--- Written exercise 1 ---
In the proof excerpt below, what value is the derivative of $f \!\restriction\! Q$ at $x$ supposed to have?
--- Written exercise 2 ---
Translate this sentence from the proof excerpt below into Spanish: "To see this, fix $x \in \mathbb R$ and, aiming for a contradiction, let us suppose $f \!\restriction\! Q$ is differentiable at $x$, say with derivative $c \in \mathbb R$."
--- Written exercise 3 ---
According to the proof excerpt below, why is there some $z_0 \in \mathbb R \setminus \{x\}$ with $|x-z_0| < \delta$ for which $|\frac{f(z_0) - f(x)}{z_0-x} - c| > 2\varepsilon$? Answer in one to three sentences.

--- Given text ---
To see this, fix $x \in \mathbb R$ and, aiming for a contradiction, let us suppose $f \!\restriction\! Q$ is differentiable at $x$, say with derivative $c \in \mathbb R$.

Let $\varepsilon > 0$. Because $f \!\restriction\! Q$ is differentiable at $x$, there is some $\delta > 0$ such that for all $y \in Q \setminus \{x\}$ with $|x-y| < \delta$, we have $|\frac{f(y) - f(x)}{y-x} - c| < \varepsilon$.

Because $f$ is not differentiable at $x$, and in particular does not have derivative equal to $c$ at $x$, there is some $z_0 \in \mathbb R \setminus \{x\}$ with $|x-z_0| < \delta$ such that $|\frac{f(z_0) - f(x)}{z_0-x} - c| > 2\varepsilon$.

--- Entries ---

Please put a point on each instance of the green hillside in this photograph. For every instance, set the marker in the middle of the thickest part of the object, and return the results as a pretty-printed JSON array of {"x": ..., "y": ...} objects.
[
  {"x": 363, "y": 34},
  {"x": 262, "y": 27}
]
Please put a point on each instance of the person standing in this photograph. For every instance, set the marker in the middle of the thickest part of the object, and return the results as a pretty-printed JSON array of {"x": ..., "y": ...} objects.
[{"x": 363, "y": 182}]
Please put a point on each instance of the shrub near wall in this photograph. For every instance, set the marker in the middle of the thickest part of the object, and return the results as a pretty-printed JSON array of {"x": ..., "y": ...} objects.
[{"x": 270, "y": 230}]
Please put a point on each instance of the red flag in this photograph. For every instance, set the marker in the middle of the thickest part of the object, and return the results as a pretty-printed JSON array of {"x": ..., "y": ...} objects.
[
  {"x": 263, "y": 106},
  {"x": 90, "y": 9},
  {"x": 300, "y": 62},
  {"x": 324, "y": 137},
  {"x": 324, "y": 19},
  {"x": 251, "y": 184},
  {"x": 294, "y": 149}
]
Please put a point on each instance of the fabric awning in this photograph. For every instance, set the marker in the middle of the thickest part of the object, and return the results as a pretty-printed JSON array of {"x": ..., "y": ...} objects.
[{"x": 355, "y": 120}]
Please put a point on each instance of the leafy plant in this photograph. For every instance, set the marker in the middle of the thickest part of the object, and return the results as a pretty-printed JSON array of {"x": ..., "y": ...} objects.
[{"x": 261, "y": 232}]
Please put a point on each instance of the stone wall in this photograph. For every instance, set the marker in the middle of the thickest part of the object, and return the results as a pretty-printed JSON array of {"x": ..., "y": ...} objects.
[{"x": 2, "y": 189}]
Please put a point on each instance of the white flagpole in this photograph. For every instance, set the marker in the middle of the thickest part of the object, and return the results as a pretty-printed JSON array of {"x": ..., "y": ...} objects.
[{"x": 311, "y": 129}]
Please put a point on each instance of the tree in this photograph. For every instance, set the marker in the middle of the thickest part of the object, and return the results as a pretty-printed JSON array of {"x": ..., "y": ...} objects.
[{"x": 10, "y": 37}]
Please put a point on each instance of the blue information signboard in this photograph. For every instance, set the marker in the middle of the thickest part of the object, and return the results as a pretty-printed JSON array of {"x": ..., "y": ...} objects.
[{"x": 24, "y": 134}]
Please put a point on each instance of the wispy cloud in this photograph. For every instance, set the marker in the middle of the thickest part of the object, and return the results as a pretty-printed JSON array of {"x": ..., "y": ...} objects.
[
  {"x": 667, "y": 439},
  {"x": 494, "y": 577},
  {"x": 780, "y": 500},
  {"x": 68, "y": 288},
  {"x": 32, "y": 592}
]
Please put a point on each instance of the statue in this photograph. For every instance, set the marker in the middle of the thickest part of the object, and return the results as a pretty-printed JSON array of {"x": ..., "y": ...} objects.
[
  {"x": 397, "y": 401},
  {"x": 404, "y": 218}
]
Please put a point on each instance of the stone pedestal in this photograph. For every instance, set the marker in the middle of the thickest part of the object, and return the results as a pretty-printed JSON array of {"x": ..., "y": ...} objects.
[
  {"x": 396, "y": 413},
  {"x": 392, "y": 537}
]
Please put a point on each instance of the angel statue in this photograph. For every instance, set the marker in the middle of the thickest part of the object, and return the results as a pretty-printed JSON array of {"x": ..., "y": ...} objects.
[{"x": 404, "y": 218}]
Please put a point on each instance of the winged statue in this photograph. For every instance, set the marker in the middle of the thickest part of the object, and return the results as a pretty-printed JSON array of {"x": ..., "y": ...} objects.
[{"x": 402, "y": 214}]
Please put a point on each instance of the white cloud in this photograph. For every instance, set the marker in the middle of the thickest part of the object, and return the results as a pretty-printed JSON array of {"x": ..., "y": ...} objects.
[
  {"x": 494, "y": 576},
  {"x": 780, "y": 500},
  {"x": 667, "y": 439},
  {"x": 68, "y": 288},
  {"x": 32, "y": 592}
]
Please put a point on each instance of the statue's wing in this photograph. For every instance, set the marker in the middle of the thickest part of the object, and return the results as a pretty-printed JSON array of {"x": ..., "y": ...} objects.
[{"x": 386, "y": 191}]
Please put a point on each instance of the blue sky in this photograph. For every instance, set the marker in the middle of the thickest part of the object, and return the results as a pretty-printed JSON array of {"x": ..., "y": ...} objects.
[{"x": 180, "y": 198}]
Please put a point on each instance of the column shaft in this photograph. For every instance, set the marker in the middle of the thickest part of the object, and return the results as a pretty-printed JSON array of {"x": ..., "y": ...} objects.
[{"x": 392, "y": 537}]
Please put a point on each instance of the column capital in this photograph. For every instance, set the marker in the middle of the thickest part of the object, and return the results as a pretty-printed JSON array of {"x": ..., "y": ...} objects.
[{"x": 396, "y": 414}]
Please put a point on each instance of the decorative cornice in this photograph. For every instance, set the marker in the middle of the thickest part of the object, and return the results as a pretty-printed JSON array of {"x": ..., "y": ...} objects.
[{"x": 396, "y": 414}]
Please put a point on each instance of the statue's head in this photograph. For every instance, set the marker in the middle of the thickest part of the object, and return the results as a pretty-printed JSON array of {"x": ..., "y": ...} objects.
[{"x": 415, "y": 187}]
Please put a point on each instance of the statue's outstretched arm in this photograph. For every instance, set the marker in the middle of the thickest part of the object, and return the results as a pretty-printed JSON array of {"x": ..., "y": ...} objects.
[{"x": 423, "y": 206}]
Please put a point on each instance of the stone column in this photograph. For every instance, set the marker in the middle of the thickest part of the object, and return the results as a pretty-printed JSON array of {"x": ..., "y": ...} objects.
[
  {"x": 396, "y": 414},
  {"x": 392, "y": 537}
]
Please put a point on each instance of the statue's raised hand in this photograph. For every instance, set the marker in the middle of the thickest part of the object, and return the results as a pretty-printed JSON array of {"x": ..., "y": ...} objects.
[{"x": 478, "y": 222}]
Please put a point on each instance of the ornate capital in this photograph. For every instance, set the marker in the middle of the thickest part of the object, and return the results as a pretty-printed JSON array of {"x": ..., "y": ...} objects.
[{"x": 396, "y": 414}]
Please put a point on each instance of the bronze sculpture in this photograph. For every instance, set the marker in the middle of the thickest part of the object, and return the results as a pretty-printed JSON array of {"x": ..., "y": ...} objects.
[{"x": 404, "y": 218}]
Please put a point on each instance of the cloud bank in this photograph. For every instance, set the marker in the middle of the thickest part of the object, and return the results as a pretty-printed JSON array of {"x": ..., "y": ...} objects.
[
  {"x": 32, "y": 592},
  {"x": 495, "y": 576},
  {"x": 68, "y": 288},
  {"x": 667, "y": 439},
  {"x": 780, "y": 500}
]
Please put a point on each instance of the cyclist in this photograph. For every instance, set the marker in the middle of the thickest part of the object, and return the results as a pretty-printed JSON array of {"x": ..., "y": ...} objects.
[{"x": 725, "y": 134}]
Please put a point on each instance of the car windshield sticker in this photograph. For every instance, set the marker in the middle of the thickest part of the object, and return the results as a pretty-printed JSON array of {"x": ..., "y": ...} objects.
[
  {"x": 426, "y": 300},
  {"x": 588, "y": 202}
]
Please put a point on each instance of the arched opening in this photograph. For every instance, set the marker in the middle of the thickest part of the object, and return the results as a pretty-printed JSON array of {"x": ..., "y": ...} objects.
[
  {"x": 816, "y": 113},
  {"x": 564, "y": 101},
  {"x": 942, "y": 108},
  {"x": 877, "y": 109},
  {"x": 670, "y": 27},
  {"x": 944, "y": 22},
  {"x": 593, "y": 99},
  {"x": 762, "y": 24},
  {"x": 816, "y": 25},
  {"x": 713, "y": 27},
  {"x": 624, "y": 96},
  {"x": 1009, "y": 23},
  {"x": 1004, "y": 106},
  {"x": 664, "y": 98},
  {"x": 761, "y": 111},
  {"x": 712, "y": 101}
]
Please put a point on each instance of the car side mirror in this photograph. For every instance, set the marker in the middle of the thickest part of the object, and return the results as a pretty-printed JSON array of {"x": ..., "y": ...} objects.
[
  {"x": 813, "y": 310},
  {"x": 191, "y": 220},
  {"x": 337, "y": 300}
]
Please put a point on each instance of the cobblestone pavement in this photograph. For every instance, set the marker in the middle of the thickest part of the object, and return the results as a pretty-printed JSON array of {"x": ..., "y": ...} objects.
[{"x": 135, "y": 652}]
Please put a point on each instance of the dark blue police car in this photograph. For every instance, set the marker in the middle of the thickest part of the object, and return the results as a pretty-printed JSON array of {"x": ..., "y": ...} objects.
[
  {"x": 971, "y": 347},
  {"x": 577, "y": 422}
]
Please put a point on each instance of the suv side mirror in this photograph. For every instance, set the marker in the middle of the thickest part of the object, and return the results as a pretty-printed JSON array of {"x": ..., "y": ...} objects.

--- Full answer 1 ---
The derivative is supposed to be $c$, a real number ($c \in \mathbb R$).

--- Full answer 2 ---
Para ver esto, fijemos $x \in \mathbb R$ y, buscando una contradicción, supongamos que $f \!\restriction\! Q$ es diferenciable en $x$, digamos con derivada $c \in \mathbb R$.

--- Full answer 3 ---
Such a $z_0$ exists because $f$ is not differentiable at $x$. In particular, $f$ does not have derivative equal to $c$ at $x$.